◆ **Énoncé du problème**:
Remplacez « opérateurs télécoms » par « fournisseurs d’accès » dans le texte sur la publicité en ligne, puis recopiez ce dernier depuis « Cette domination est » jusqu’à « est étroitement régulée. » inclus.

Dans une étude de 124 pages publiée la semaine dernière, l’Observatoire européen de l’audiovisuel dresse une analyse des réformes proposées en matière de publicité par la Commission européenne, le Parlement européen et le Conseil de l’Union dans le cadre de la révision de la directive « SMA ». Elle y aborde notamment les éléments de contexte et dynamiques de marché qui ont déclenché cette réforme, avant de s’interroger sur les évolutions à attendre (et déjà en cours) pour les grandes plateformes en ligne : production et acquisition de contenus originaux par les plateformes et diffusion en streaming. Au-delà de la directive « SMA », la concrétisation des discussions sur d’autres textes, dont le règlement « ePrivacy », permettent déjà de tirer certaines conclusions et de regarder plus loin encore, vers un environnement publicitaire en ligne post-RGPD et ePrivacy.

Google et Facebook : le géant à deux têtes

L’Obs insiste tout d’abord sur le poids écrasant des entreprises technologiques Google Inc. et Facebook Inc. dans l’écosystème publicitaire, qui ont avalé à elles deux jusqu’à 92 % de la croissance de la publicité numérique en France en 2016 et près de 99 % aux Etats-Unis sur la même période. Cette captation dominante de la croissance s’expliquerait principalement par le fait que les annonceurs se tournent naturellement vers les services qui captent au mieux la « ressource rare » qu’est l’attention des consommateurs. La question est donc de savoir comment ces plateformes captent l’attention de leurs utilisateurs.

Google accumule les données, « nouvel or noir de l’économie », depuis près de vingt ans, contre environ dix pour Facebook. Avec le développement des services vidéo, plus les producteurs de contenus diffusent via Facebook ou YouTube par exemple, plus ces dernières disposent d’informations sur les habitudes et préférences des utilisateurs. De plus, si les contenus eux-mêmes ne sont pas produits ou contrôlés par les plateformes en ligne, l’accès aux contenus l’est (algorithmes, contenus promus…). Les deux plateformes sont donc en mesure de cibler précisément leurs utilisateurs et les contenus qu’ils consomment. C’est ainsi qu’elles sont devenues « quasi-incontournables pour les annonceurs et les agences », rappelle l’Obs.

Cette domination est d’autant plus marquée par le fait que les acteurs « traditionnels » de la télévision « ne sont pas en contact direct avec leurs téléspectateurs », et ne peuvent donc pas répondre aux demandes des annonceurs en matière de ciblage. Les « box » des opérateurs télécoms qui distribuent les chaînes en IPTV auraient pu apporter une réponse à ces demandes, mais la collecte et l’exploitation de données par les FAI est étroitement régulée.

◆ **Données fournies**:
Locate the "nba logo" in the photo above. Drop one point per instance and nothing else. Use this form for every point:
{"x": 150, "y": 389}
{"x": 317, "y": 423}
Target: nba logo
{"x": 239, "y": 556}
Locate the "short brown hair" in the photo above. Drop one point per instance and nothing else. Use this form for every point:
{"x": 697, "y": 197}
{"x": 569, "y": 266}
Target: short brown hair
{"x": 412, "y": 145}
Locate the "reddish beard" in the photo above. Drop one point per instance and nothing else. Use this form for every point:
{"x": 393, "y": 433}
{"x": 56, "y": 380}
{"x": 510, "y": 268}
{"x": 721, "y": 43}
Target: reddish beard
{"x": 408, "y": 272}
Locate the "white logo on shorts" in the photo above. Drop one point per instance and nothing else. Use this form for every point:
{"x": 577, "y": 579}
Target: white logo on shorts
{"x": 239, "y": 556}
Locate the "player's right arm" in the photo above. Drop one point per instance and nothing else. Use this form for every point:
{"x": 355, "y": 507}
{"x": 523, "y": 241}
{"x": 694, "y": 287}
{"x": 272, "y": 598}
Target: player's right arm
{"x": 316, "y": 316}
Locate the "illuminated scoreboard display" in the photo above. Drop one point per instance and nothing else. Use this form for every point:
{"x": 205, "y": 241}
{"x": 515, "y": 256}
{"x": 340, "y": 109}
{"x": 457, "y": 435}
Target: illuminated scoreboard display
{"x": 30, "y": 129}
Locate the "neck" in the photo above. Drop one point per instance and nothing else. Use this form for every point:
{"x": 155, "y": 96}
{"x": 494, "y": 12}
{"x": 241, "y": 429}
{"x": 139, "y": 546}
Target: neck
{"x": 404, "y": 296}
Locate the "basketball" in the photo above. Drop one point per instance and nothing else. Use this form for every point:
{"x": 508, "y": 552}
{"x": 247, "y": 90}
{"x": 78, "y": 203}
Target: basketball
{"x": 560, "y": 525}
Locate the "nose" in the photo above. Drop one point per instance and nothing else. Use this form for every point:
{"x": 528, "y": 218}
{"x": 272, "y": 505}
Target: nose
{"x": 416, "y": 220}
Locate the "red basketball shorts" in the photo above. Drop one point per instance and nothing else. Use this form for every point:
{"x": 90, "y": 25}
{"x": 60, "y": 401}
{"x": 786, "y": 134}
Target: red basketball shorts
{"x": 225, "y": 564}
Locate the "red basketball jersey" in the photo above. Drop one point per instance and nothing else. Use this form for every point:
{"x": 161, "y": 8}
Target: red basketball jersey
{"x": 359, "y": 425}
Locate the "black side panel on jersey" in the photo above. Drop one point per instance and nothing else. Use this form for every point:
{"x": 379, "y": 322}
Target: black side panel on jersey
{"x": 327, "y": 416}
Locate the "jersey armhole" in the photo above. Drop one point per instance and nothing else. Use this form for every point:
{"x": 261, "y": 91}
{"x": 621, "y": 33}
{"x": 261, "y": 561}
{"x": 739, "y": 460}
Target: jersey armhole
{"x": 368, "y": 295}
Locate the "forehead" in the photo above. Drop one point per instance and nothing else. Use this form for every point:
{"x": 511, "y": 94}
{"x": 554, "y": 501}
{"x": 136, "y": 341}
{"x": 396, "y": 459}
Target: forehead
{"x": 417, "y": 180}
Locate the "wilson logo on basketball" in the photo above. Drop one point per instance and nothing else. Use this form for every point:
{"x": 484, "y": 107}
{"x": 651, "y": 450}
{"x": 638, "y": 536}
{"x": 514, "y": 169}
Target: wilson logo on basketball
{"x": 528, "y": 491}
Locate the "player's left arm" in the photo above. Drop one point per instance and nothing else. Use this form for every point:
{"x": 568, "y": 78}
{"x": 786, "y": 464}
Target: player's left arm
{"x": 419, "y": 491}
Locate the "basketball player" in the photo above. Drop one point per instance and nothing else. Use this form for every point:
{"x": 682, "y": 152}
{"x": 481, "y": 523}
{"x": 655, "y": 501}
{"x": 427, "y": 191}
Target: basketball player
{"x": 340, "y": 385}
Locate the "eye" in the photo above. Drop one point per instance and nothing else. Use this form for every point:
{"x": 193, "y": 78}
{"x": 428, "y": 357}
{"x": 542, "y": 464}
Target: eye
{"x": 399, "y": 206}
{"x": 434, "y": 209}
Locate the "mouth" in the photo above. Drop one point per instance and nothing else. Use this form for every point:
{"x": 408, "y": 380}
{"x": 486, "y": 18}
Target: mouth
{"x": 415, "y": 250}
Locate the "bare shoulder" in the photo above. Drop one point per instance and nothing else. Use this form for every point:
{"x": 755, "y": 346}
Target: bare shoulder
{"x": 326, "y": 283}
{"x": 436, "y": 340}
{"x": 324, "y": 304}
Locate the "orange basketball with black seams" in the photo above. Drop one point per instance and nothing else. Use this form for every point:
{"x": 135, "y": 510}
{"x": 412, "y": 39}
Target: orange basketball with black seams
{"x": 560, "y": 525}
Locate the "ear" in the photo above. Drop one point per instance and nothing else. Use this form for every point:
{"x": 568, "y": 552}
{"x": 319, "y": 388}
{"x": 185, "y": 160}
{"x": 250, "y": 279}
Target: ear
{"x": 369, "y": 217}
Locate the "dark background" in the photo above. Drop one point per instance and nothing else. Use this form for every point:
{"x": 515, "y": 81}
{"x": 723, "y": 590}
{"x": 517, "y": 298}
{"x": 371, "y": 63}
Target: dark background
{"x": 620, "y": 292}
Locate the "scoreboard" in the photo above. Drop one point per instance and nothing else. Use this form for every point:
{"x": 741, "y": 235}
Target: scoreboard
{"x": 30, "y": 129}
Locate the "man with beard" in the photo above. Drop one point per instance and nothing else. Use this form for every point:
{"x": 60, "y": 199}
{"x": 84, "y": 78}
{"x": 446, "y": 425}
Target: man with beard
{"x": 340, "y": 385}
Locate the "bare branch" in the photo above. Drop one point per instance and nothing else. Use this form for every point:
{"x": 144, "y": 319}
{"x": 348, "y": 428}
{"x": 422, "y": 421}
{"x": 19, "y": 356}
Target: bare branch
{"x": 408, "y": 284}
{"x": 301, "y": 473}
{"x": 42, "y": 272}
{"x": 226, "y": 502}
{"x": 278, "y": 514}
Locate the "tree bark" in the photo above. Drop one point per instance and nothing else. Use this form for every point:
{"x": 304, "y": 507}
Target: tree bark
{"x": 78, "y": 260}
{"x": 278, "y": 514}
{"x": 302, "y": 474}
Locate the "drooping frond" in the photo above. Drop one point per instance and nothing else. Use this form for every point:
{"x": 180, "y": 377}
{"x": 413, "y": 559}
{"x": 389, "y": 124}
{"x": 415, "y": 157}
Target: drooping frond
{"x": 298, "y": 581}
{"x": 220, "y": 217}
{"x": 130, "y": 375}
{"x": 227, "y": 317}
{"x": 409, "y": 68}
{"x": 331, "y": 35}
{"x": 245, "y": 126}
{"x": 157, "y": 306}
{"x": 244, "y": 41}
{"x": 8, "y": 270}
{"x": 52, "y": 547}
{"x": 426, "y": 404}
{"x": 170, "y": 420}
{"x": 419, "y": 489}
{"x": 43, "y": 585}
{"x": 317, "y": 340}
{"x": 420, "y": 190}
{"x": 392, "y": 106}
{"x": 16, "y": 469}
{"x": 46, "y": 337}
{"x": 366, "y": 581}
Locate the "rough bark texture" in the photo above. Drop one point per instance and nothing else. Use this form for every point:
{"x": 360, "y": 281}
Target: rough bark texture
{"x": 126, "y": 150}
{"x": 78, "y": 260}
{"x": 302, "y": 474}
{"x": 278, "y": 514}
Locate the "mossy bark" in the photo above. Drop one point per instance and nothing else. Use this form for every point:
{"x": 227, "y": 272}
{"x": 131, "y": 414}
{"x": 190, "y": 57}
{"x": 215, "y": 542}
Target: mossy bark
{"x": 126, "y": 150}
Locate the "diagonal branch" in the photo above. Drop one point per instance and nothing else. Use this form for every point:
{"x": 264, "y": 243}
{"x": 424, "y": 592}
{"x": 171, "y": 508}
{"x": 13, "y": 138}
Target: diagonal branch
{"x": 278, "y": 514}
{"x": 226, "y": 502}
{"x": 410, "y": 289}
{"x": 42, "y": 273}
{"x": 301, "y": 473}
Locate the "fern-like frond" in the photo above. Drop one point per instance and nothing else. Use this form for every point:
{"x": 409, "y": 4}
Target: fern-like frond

◆ **Résultat attendu**:
Cette domination est d’autant plus marquée par le fait que les acteurs « traditionnels » de la télévision « ne sont pas en contact direct avec leurs téléspectateurs », et ne peuvent donc pas répondre aux demandes des annonceurs en matière de ciblage. Les « box » des fournisseurs d’accès qui distribuent les chaînes en IPTV auraient pu apporter une réponse à ces demandes, mais la collecte et l’exploitation de données par les FAI est étroitement régulée.